TEXT BLOCK |
Northern lights visible over the UK for the second straight night

Northern Scotland was the best place to see them. but they could be viewed as far south as Cambridgeshire

The northern lights could be seen in the UK for a second night on Monday after perfect conditions 24 hours earlier saw them visible as far south as Cambridgeshire.

Northern Scotland was the best place to catch the phenomenon overnight, as cloudy skies unfortunately prevented some keen stargazers in England’s south from getting a second glimpse.

Drew McGrath, 36, was among those lucky enough to get a second sighting of the lights dancing over his home in the village of Kyleakin on the Isle of Skye.

The teacher told the PA news agency: “This was the second time seeing the colours with the naked eye. Greens and reds very clear and strong. Very similar to last night which was amazing too.

“The sheer height of them is hard to explain, they are just beautiful to watch and share.

“Heading to the shore I met with lots of folk in the village who were out to see them.”

The head of space weather at the Met Office, Mark Gibbs, said earlier it was “optimistic to expect clear sightings two nights in a row”.

He said: “(Sunday’s) sighting saw the coincidence of perfect conditions, making the aurora visible on the north horizon in the south of England.”

WORK TO COMPLETE |
According to the article on the northern lights, where does Drew McGrath live? The data that comes next has no connection to the article on the northern lights.

MATERIAL PROVIDED |
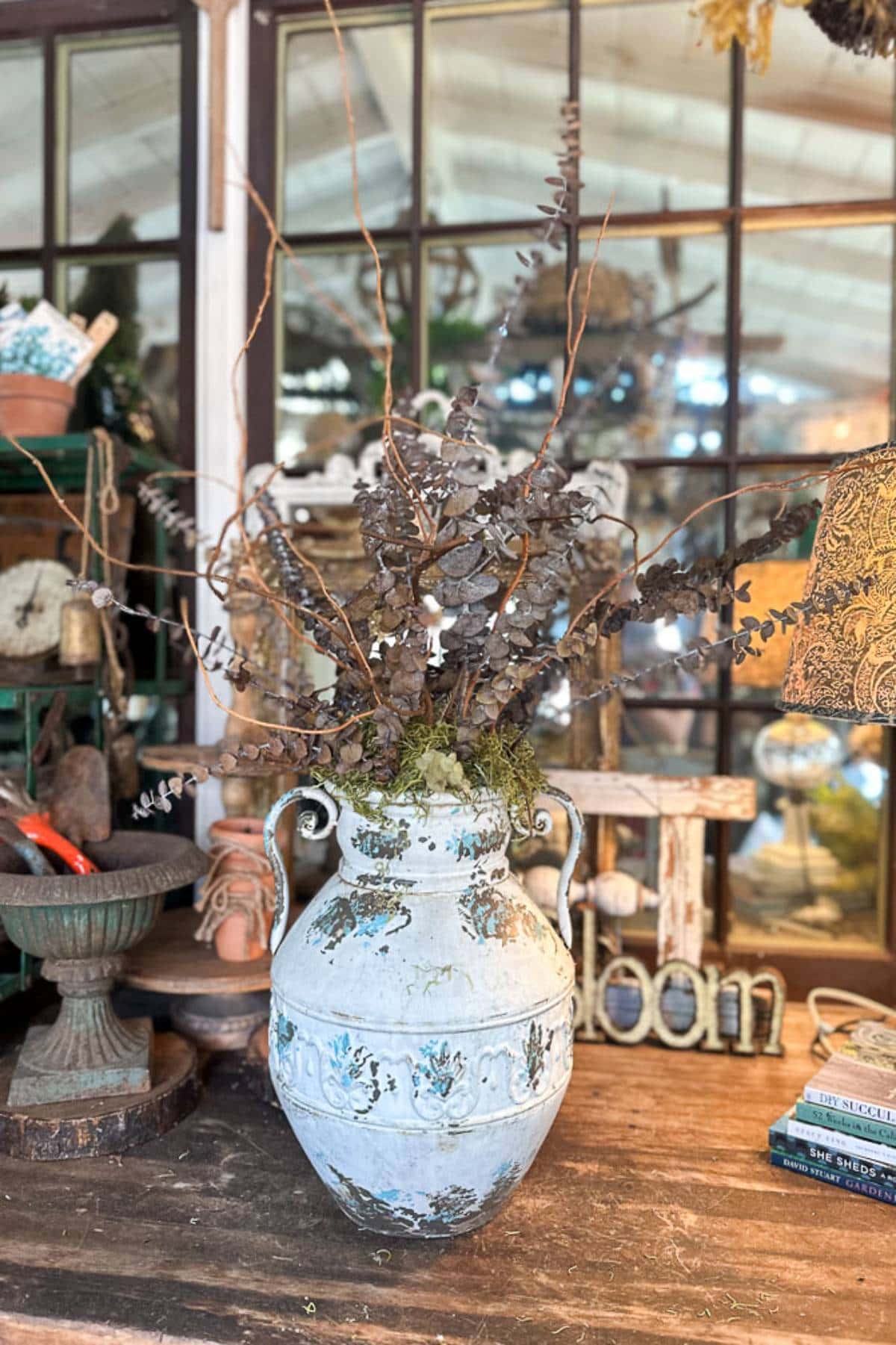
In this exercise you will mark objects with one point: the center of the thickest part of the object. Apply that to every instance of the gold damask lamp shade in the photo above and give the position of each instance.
(842, 663)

REPLY |
He lives in the village of Kyleakin on the Isle of Skye.